> **Data**:
+++
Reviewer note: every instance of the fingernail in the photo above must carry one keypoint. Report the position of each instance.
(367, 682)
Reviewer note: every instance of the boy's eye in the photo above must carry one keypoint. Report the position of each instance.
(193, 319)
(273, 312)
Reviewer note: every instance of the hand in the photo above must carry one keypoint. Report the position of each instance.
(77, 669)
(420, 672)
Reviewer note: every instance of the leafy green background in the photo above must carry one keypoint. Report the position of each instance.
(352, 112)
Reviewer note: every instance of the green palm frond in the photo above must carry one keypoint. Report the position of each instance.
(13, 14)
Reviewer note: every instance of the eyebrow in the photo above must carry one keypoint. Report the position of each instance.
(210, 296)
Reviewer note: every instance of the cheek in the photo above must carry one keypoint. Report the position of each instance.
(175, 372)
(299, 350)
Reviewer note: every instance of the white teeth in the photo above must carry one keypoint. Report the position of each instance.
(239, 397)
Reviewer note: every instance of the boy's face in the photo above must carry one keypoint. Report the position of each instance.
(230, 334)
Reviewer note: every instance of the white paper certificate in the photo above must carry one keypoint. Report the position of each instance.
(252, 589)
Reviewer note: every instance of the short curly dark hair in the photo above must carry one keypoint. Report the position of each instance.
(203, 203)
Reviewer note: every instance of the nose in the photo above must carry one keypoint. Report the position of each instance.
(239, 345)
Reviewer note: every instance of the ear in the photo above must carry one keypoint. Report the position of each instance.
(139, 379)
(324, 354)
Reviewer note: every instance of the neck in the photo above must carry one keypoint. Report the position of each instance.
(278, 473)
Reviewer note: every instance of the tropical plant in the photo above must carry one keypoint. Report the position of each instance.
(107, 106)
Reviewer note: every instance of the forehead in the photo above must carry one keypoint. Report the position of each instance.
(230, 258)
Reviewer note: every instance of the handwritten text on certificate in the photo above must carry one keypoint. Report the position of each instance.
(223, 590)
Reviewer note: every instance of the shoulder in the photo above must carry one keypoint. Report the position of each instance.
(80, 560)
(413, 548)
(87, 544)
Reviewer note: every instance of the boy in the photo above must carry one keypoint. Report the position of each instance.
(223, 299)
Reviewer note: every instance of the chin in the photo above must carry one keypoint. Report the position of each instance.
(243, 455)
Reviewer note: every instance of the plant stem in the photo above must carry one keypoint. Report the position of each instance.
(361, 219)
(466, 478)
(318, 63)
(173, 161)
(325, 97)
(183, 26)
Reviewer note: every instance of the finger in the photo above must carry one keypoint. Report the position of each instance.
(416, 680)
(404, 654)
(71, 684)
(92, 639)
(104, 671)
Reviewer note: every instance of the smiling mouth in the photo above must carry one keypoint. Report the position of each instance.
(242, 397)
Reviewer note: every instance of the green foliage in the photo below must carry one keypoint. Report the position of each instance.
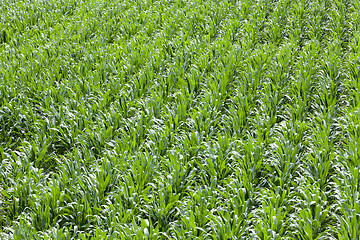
(202, 119)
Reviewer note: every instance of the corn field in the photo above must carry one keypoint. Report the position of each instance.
(180, 119)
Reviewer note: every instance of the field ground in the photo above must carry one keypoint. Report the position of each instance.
(179, 119)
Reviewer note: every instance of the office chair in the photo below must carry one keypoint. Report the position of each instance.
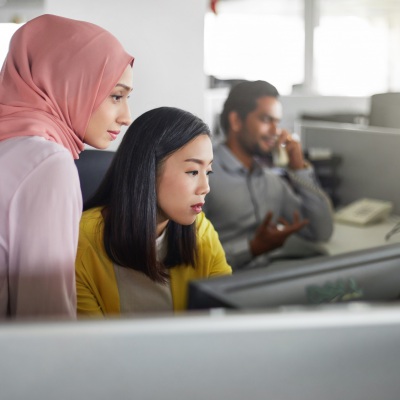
(92, 166)
(384, 110)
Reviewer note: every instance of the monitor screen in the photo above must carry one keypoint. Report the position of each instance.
(371, 275)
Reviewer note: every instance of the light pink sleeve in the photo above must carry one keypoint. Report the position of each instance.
(44, 227)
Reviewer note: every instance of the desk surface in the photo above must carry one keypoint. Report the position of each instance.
(348, 238)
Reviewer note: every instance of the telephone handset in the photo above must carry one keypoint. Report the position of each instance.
(280, 157)
(364, 211)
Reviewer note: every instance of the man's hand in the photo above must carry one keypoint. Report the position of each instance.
(292, 148)
(270, 236)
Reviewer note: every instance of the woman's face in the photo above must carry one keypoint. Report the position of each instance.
(182, 184)
(106, 122)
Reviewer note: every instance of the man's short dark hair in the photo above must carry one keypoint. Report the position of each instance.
(243, 99)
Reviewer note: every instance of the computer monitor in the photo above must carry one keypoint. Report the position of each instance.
(371, 275)
(349, 352)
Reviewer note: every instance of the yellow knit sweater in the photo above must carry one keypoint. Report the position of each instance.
(96, 284)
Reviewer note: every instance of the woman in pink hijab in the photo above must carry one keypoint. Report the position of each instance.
(63, 83)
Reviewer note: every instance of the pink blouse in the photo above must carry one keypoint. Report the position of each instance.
(40, 210)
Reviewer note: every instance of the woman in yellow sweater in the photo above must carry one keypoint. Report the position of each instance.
(143, 235)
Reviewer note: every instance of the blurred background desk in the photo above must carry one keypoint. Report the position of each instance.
(345, 239)
(348, 238)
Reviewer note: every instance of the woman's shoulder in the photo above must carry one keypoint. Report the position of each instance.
(91, 224)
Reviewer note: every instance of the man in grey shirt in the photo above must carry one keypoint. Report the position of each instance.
(254, 209)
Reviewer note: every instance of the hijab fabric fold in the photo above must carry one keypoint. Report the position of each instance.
(56, 74)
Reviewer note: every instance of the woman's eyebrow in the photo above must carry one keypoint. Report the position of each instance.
(126, 87)
(197, 161)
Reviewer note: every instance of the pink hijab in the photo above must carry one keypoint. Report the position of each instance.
(57, 72)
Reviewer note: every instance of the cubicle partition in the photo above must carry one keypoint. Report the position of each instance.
(370, 158)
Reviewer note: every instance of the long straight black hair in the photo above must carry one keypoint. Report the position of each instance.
(128, 193)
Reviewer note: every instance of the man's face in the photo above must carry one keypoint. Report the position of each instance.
(259, 132)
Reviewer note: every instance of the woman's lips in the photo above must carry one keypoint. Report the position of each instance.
(113, 134)
(197, 207)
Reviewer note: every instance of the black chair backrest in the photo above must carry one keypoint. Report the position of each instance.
(92, 166)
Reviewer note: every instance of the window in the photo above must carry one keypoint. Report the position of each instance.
(355, 45)
(256, 40)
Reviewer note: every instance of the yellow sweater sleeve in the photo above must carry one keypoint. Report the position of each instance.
(96, 286)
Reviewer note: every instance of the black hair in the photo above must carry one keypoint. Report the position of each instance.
(243, 99)
(128, 193)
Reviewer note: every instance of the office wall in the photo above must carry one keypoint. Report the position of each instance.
(370, 162)
(166, 38)
(293, 106)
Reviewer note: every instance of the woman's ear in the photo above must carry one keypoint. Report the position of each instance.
(235, 122)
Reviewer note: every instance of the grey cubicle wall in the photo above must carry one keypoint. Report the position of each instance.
(370, 165)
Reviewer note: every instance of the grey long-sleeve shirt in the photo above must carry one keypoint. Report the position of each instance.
(239, 201)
+++
> **Short problem**:
Your task is to reproduce, exactly and exclusively, the lines from the one holding "Reviewer note: every instance of the yellow sweater" through the final line of the listing.

> **Output of the exercise**:
Reviewer note: every instance of the yellow sweater sleeve in the photo above must carry one keypoint. Report the position of each instance.
(96, 286)
Reviewer note: every instance of the black hair in the photo above must carry one keypoint. Report the position of each instance.
(243, 99)
(128, 193)
Reviewer note: every instance of the office wall in the photo above must carry one keypoint. Report the position of each instance.
(370, 162)
(166, 38)
(293, 106)
Reviewer note: every instance of the woman's ear in the photo above must carry one keypoint. Report the position of each instance.
(235, 122)
Reviewer note: every instance of the grey cubicle wall in the photo above must carry one keypoint. Report the position of each instance.
(370, 165)
Reviewer note: every instance of the grey long-sleeve shirt in the photo above must carry one keypoint. Report the position of each instance.
(239, 201)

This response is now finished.